### GIVEN INSTRUCTION A
According to the article on nonfiction book introductions, which element always comes first in an introduction?

### PASSAGE TO READ

First Impressions Matter: How to Write the Introduction for Your Nonfiction Book
When a reader picks up your nonfiction book, they will have questions like:
- Will this book help me solve my problem?
- Will it teach me something new? Or inspire me to make a much-needed change in my life?
- How will it help me?
- Is it even possible to change?
- Does this author know what the heck they’re talking about?
- Can I trust them?
- Will this book keep my interest or bore me to tears?
This is a heavy load for the first few pages of any book, but answering all of these questions can be done. If you’re writing a prescriptive or transformational nonfiction book, a book that is geared to help someone solve a problem, you’ll want to make sure you answer each of them in your book’s introduction.
The purpose of your introduction is to build trust and connection with your reader. It assures them that you understand them, you see them, and you can help them, educate them, or inspire them. If you do these things well, it’s likely that your reader will move on to reading your book in its entirety.
Knowing Your Audience
I started this article with a list of questions that your reader might be asking when they pick up your book. This was intentional because your book is first and foremost for your reader. Before you start writing, you must do the work to identify your ideal reader and what they’re looking for in your book.
If you haven’t done that work yet, you’re not ready to write your introduction because you won’t know who you’re talking to. Once you’ve got that drilled down and you’ve done the foundational work, then you can write an effective intro.
What to Put in Your Introduction
This may seem somewhat formulaic, but after closely analyzing stacks of wonderful nonfiction books from my personal library, these are elements that all good nonfiction introductions include.
In your book’s introduction, you’ll want to include:
- A hook
- Your audience
- Your audience’s struggles/problem
- Your solution to their problem
- Your book’s promise/emotional payoff
- Your credentials
- A brief outline of what’s included in your book (optional)
You don’t need to write these elements in this exact order, except for the hook which always comes first. Some authors will also cover these elements several times. For example, your hook might also identify your audience and their pain points. Others go step by step in a short succinct intro.
1) A Hook
A “hook” refers to the opening lines or paragraphs that are designed to capture the reader’s attention and draw them into the book’s content. It’s essentially a literary device used to make the reader interested and curious about the subject matter, encouraging them to continue reading.
You want to start your introduction with an anecdote or information that grabs your reader’s attention. It must pique their curiosity and speak to them in some way. Your hook will begin to build their trust in you so that they know they’re not alone with whatever issue they’re dealing with.
Your hook is the first piece of your book your readers will read, so take your time with this. If you use a story, choose one that will resonate with your readers.
Examples of great hooks:
- Atomic Habits by James Clear begins with, “On the final day of my sophomore year of high school, I was hit in the face with a baseball bat. As my classmate took a full swing the bat slipped out of his hands and came flying toward me before striking me directly between the eyes. I have no memory of the moment of impact.”

### GIVEN INSTRUCTION B
Echo the listing word for word, starting at its first line and ending at the line that contains "point(58, 60)", with both of those lines included.

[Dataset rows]
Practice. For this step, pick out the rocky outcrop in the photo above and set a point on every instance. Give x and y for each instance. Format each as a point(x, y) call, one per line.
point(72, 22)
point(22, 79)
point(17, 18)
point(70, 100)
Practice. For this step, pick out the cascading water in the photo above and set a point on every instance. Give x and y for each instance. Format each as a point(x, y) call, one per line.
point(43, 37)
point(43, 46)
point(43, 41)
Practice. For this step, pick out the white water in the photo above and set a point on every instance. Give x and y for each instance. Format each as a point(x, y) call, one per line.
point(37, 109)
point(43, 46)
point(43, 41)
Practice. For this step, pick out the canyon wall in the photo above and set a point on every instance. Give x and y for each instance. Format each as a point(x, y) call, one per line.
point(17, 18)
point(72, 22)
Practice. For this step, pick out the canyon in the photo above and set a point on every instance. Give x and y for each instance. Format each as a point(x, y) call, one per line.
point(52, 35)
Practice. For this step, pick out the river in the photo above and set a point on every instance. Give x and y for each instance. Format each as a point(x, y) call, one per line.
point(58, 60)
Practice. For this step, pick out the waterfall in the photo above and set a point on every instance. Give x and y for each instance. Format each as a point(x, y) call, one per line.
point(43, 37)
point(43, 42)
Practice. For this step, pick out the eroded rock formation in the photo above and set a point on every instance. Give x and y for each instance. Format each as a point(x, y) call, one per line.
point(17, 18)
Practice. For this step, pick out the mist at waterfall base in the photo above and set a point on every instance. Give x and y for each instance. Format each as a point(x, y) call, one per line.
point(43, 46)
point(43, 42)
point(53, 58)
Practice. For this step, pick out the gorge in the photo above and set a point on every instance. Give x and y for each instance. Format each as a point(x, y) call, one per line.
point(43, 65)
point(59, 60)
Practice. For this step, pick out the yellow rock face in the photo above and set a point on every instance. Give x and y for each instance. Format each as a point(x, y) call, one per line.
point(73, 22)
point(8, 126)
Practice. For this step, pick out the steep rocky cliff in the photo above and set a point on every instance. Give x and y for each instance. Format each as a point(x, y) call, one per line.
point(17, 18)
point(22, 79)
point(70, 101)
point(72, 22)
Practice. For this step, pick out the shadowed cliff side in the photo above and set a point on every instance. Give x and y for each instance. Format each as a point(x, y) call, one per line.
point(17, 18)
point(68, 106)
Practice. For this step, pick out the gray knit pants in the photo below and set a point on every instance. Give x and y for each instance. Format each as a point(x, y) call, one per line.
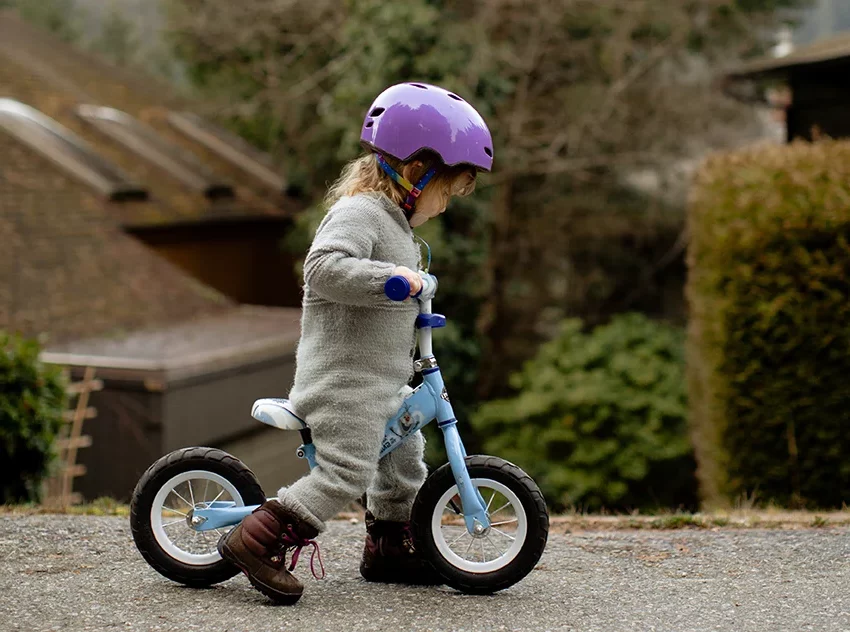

### CORRECT ANSWER A
The hook always comes first.

### CORRECT ANSWER B
Practice. For this step, pick out the rocky outcrop in the photo above and set a point on every instance. Give x and y for each instance. Format each as a point(x, y) call, one per line.
point(72, 22)
point(22, 79)
point(17, 18)
point(70, 100)
Practice. For this step, pick out the cascading water in the photo above and set a point on every instance. Give x and y for each instance. Format each as a point(x, y) call, one per line.
point(43, 37)
point(43, 46)
point(43, 41)
Practice. For this step, pick out the white water in the photo above and set a point on every instance. Give x and y for each instance. Format each as a point(x, y) call, one per line.
point(37, 109)
point(43, 46)
point(43, 41)
Practice. For this step, pick out the canyon wall in the photo above and set a point on every instance. Give x and y for each instance. Format each as a point(x, y) call, one per line.
point(17, 18)
point(72, 22)
Practice. For this step, pick out the canyon in the photo above and set a point on every instance. Give x and y for each instance. Format each as a point(x, y) call, one per line.
point(52, 35)
Practice. For this step, pick out the river in the photo above and set a point on every instance. Give x and y for each instance. Format each as a point(x, y) call, one per line.
point(58, 60)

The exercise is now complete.